> Exercise description
List each line below that contains the string "interior", copying it in full.
# # # # # # #
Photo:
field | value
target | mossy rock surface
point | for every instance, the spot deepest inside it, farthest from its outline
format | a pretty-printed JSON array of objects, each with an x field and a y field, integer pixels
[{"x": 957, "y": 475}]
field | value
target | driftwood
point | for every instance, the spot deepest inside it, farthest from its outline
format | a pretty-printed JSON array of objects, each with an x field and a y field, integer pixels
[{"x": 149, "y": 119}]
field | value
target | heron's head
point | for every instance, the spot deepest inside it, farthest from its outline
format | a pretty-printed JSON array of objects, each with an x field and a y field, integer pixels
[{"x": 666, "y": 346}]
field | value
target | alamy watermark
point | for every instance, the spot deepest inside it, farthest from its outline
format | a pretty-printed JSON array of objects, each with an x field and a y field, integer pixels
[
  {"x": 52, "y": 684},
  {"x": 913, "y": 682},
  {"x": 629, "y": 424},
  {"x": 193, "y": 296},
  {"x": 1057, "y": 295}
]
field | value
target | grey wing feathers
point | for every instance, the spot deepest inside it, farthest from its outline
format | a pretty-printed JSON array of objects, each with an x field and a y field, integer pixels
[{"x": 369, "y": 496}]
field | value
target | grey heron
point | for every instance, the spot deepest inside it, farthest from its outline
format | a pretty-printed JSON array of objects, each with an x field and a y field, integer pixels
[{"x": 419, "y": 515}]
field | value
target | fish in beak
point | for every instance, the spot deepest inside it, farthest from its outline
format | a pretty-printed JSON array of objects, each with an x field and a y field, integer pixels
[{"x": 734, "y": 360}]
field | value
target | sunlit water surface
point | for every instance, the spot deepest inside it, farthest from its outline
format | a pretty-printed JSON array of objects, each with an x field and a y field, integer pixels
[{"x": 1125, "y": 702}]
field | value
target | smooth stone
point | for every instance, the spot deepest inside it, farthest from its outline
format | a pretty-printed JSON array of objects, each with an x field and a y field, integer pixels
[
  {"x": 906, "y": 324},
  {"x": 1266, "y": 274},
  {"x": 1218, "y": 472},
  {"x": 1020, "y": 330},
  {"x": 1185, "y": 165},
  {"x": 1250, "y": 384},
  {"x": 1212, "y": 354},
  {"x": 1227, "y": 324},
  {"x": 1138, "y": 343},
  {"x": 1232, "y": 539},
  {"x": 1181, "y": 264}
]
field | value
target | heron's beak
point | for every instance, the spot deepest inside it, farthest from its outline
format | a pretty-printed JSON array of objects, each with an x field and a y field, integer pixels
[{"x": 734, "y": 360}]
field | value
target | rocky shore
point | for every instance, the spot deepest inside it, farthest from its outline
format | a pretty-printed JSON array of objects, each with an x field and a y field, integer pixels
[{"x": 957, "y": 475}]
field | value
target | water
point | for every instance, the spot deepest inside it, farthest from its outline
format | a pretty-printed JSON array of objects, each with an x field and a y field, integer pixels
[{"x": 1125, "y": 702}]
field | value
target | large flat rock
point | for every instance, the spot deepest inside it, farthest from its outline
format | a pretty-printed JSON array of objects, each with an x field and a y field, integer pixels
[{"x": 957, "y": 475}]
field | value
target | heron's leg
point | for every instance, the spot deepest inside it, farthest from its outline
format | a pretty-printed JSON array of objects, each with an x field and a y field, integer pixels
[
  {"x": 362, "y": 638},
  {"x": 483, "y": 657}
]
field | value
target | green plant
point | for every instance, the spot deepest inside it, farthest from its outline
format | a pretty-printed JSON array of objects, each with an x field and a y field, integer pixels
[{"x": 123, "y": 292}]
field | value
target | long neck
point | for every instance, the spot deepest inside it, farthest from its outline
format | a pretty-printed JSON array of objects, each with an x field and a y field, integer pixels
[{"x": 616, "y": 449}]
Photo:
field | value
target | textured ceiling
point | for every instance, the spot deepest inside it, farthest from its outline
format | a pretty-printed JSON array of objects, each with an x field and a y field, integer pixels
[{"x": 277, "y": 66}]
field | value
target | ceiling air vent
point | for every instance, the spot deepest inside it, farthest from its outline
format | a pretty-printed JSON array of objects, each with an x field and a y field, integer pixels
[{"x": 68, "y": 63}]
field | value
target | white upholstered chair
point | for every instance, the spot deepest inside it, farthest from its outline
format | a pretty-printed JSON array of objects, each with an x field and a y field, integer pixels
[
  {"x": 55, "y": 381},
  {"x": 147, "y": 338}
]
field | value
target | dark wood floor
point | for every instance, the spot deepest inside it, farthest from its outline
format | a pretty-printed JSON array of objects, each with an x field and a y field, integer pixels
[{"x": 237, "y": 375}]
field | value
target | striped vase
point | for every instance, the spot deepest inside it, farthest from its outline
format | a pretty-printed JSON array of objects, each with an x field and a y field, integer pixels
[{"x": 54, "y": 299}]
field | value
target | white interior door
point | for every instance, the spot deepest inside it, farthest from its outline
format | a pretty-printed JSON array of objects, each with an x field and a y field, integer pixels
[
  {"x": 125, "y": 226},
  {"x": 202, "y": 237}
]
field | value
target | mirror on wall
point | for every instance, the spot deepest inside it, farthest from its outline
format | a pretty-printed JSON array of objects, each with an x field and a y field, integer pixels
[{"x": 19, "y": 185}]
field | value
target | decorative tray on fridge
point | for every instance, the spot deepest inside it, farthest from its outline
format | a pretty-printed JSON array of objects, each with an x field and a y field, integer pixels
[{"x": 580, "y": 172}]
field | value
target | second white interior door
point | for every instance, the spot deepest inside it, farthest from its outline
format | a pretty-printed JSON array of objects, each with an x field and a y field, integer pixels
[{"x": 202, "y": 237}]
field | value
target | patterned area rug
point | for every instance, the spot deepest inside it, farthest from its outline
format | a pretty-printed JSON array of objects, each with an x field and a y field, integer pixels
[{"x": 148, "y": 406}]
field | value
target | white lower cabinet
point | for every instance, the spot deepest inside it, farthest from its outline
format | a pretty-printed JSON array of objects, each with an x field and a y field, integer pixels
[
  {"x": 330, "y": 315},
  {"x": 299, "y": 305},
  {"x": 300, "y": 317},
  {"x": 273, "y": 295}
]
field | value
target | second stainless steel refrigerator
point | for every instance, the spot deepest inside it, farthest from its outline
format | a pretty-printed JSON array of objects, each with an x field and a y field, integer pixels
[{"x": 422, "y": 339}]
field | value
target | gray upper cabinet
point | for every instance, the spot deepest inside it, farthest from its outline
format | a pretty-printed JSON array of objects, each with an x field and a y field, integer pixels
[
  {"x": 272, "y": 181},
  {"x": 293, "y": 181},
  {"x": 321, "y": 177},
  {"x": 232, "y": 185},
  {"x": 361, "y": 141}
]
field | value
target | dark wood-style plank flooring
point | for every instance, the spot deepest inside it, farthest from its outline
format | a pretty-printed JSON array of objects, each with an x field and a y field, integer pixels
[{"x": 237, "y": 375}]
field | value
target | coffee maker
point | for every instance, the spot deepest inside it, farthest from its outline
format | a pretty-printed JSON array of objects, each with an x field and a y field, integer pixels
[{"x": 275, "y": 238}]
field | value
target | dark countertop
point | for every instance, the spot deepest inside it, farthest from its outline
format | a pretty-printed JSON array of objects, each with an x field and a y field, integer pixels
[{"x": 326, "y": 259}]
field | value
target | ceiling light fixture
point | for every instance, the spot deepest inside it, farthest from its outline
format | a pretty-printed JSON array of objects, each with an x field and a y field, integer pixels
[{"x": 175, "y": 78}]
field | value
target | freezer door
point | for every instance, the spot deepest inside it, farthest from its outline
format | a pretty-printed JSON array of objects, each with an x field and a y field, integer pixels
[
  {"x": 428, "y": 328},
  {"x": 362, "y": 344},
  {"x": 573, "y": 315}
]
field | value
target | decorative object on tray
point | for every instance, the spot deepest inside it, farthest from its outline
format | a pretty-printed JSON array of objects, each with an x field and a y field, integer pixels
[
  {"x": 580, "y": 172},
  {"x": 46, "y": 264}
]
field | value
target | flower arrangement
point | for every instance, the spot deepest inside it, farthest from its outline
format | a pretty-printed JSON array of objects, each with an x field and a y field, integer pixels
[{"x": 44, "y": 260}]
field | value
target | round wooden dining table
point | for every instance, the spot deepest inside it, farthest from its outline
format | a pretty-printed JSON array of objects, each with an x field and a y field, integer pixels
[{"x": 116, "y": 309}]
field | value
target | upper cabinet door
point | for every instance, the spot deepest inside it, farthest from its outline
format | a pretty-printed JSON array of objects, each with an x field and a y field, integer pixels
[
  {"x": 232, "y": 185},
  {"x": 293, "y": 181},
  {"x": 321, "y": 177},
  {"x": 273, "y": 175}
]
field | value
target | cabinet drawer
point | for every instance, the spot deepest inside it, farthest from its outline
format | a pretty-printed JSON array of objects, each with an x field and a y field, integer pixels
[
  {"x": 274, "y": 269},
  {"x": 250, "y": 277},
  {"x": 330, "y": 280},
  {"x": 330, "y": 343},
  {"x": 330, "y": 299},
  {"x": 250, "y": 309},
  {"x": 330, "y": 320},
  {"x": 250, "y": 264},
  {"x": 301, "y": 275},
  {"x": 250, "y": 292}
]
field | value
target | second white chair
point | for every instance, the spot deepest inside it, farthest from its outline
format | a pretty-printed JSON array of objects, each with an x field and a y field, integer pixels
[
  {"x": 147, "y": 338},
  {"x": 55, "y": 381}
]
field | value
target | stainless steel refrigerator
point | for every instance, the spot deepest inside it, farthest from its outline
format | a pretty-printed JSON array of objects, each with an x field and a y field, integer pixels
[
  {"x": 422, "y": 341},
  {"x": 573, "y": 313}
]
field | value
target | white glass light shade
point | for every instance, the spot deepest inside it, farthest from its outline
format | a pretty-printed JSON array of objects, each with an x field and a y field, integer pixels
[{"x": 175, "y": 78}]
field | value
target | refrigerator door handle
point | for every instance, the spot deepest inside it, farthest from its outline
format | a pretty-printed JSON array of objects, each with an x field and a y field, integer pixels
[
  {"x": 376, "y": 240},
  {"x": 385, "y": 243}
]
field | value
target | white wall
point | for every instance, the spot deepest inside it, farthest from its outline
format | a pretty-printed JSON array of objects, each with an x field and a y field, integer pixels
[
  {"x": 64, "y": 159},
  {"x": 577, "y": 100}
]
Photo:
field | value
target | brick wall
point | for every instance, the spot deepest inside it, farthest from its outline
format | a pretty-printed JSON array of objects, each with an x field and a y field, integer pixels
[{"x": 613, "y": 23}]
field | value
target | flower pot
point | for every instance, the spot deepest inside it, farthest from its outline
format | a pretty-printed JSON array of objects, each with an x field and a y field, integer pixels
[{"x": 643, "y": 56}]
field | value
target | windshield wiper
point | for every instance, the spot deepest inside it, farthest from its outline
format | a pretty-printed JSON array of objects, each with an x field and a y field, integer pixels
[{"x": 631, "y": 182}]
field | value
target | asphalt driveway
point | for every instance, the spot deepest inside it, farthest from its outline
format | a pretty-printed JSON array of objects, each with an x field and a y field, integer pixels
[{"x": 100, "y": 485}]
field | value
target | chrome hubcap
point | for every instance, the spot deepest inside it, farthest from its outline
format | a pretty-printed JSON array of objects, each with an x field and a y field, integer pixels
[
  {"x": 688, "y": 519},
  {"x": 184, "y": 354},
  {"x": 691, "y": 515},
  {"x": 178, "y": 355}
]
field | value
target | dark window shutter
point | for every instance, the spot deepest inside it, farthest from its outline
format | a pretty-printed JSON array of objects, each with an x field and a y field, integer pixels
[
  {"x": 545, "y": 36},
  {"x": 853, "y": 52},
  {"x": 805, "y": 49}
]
# # # # # # #
> Written answer
target | white interior door
target | second white interior door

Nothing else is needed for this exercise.